● INPUT DATA
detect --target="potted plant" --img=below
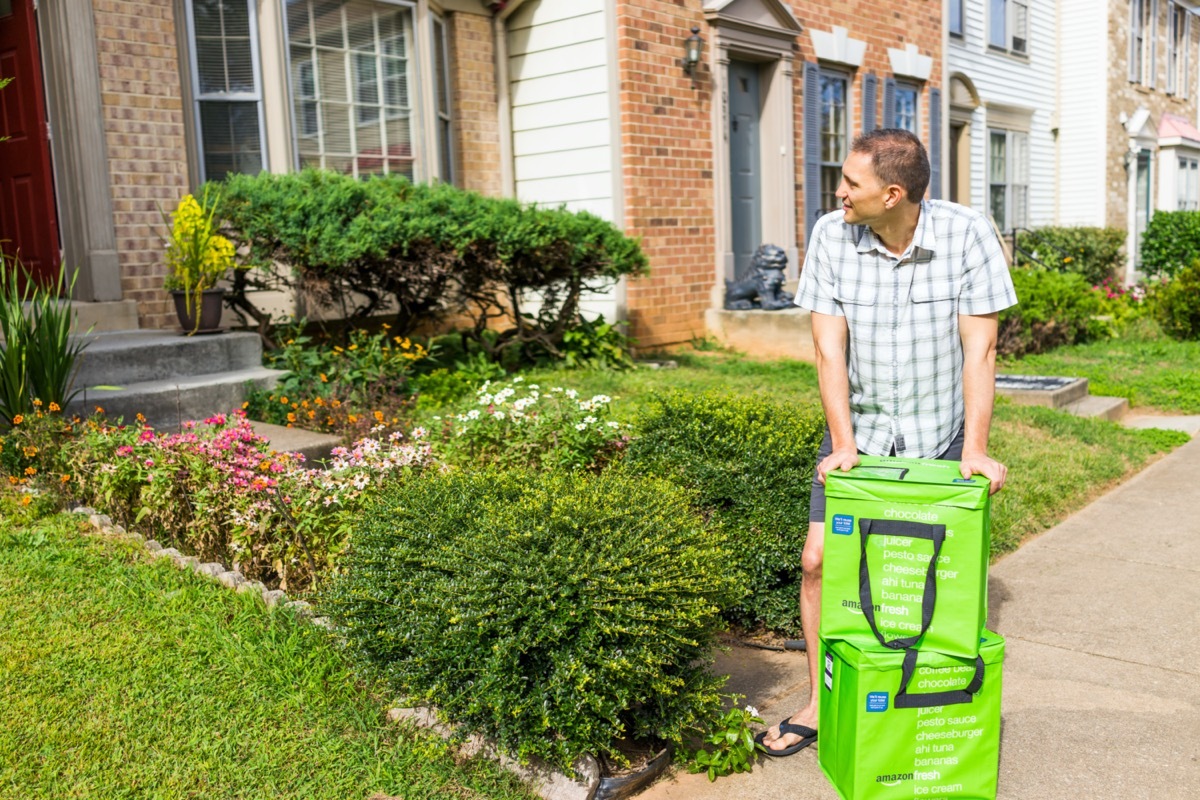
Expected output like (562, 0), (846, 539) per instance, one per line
(163, 187), (235, 336)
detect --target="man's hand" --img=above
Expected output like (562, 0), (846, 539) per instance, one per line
(817, 447), (858, 486)
(959, 453), (1008, 494)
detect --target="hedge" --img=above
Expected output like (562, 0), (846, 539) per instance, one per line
(218, 169), (647, 356)
(619, 393), (824, 633)
(318, 471), (736, 768)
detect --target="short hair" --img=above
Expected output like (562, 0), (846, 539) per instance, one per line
(850, 128), (929, 203)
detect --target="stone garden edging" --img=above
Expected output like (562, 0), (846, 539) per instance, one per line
(71, 506), (625, 800)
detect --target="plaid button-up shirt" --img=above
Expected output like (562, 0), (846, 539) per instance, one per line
(796, 200), (1016, 458)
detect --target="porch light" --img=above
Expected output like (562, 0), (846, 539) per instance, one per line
(683, 28), (704, 77)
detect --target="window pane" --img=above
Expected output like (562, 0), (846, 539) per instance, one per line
(988, 0), (1008, 47)
(199, 101), (263, 181)
(287, 0), (413, 176)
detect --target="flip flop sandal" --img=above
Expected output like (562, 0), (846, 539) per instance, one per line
(754, 718), (817, 758)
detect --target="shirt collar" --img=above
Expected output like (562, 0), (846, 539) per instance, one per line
(854, 200), (937, 258)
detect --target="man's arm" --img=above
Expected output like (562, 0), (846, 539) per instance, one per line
(812, 312), (858, 483)
(960, 313), (1008, 494)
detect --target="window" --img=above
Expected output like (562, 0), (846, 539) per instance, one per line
(993, 0), (1030, 55)
(187, 0), (263, 181)
(287, 0), (414, 179)
(988, 128), (1030, 230)
(1129, 0), (1157, 86)
(821, 70), (850, 212)
(948, 0), (962, 36)
(892, 83), (920, 137)
(1175, 156), (1200, 211)
(1166, 2), (1192, 97)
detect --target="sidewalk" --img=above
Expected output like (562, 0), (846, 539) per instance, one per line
(638, 439), (1200, 800)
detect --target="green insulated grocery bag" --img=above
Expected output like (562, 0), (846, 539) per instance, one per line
(820, 456), (991, 657)
(817, 631), (1004, 800)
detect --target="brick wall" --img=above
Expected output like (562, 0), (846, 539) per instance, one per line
(1104, 0), (1200, 230)
(617, 0), (715, 347)
(448, 13), (504, 197)
(617, 0), (944, 347)
(92, 0), (188, 329)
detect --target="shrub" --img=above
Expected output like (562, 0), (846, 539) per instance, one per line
(433, 375), (629, 469)
(1141, 211), (1200, 277)
(1153, 260), (1200, 339)
(622, 393), (824, 639)
(220, 169), (647, 360)
(328, 471), (734, 766)
(1015, 225), (1126, 284)
(996, 269), (1108, 355)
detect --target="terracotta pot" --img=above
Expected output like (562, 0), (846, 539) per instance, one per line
(170, 288), (224, 336)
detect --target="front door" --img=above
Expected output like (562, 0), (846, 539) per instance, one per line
(730, 61), (762, 279)
(0, 0), (60, 285)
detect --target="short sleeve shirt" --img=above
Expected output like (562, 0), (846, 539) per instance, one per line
(796, 200), (1016, 458)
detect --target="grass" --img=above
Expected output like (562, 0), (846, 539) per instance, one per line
(0, 516), (530, 800)
(1000, 337), (1200, 414)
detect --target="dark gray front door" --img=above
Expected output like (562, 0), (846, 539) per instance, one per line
(730, 61), (762, 278)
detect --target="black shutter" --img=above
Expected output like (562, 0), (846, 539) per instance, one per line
(929, 89), (942, 200)
(883, 78), (896, 128)
(863, 72), (878, 133)
(804, 61), (821, 247)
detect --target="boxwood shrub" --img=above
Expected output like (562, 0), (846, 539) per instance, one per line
(318, 471), (736, 768)
(620, 393), (824, 633)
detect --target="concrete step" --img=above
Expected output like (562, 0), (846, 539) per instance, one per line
(74, 331), (263, 389)
(67, 367), (283, 429)
(251, 421), (342, 467)
(1062, 395), (1129, 422)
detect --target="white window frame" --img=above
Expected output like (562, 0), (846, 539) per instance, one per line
(818, 65), (853, 212)
(184, 0), (268, 184)
(283, 0), (417, 180)
(988, 0), (1031, 58)
(984, 127), (1030, 230)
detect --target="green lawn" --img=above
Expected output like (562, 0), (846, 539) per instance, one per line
(1000, 337), (1200, 414)
(0, 516), (530, 800)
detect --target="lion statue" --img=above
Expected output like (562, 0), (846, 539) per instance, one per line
(725, 245), (794, 311)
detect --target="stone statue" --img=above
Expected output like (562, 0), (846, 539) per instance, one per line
(725, 245), (794, 311)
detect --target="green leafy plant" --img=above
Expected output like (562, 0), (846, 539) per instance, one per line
(1140, 211), (1200, 277)
(158, 186), (235, 329)
(1152, 258), (1200, 341)
(616, 392), (824, 634)
(0, 258), (88, 423)
(317, 470), (736, 769)
(688, 705), (767, 781)
(996, 269), (1110, 355)
(1014, 225), (1127, 284)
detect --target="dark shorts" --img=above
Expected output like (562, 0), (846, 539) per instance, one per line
(809, 427), (962, 522)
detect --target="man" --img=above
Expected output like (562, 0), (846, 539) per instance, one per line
(761, 128), (1016, 756)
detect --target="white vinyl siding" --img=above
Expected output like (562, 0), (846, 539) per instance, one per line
(508, 0), (613, 219)
(947, 0), (1056, 227)
(505, 0), (620, 321)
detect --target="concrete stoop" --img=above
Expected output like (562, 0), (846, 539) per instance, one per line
(66, 331), (283, 429)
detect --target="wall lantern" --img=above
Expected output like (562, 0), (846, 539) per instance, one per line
(683, 28), (704, 78)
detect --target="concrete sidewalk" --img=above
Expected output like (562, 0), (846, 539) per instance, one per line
(638, 439), (1200, 800)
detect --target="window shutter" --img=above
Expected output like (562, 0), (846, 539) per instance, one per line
(863, 72), (878, 133)
(883, 78), (896, 128)
(804, 61), (821, 247)
(929, 89), (942, 200)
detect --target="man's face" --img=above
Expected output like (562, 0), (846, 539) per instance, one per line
(836, 152), (888, 225)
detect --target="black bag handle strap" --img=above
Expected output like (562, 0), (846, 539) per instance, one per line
(858, 517), (946, 650)
(892, 648), (983, 709)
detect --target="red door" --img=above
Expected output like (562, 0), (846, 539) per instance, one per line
(0, 0), (60, 285)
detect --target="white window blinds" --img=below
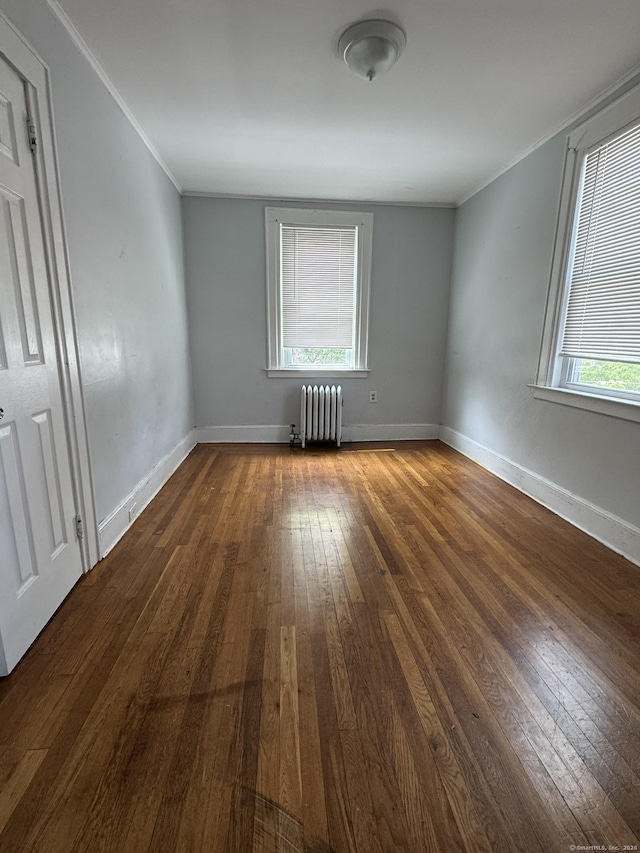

● WHAT YOU ARE ASKED TO DO
Copy the entries above, from the very first line through the line containing "(850, 128), (929, 203)", keeping both ends. Omit the picture from your copy.

● OUTPUT FOR THIS EXERCISE
detect --target="potted plant" --img=below
Expected output like (562, 0), (846, 539) per instance, one per line
(163, 187), (235, 336)
detect --target="man's hand" --img=above
Expected output like (562, 0), (846, 539) per instance, one per line
(817, 447), (858, 486)
(959, 453), (1008, 494)
detect --target="hedge" --img=above
Expected output like (562, 0), (846, 539) per instance, one per line
(218, 169), (647, 356)
(619, 393), (824, 633)
(318, 471), (736, 768)
detect --target="short hair" --img=above
Expected output like (562, 0), (846, 539) per instance, one per line
(850, 128), (929, 203)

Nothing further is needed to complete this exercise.